__Do this__
Rewrite every line of the items below in full, shifting each coordinate in the answers by adding 107 to both numbers. Leave all other text and numbers unchanged.

__Recorded data__
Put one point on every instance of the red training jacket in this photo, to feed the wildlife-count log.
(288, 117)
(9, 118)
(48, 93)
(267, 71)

__Finished exercise__
Put one point on every instance of the red training jacket in this photo, to feed the wildlife-count log.
(395, 224)
(116, 225)
(155, 200)
(374, 178)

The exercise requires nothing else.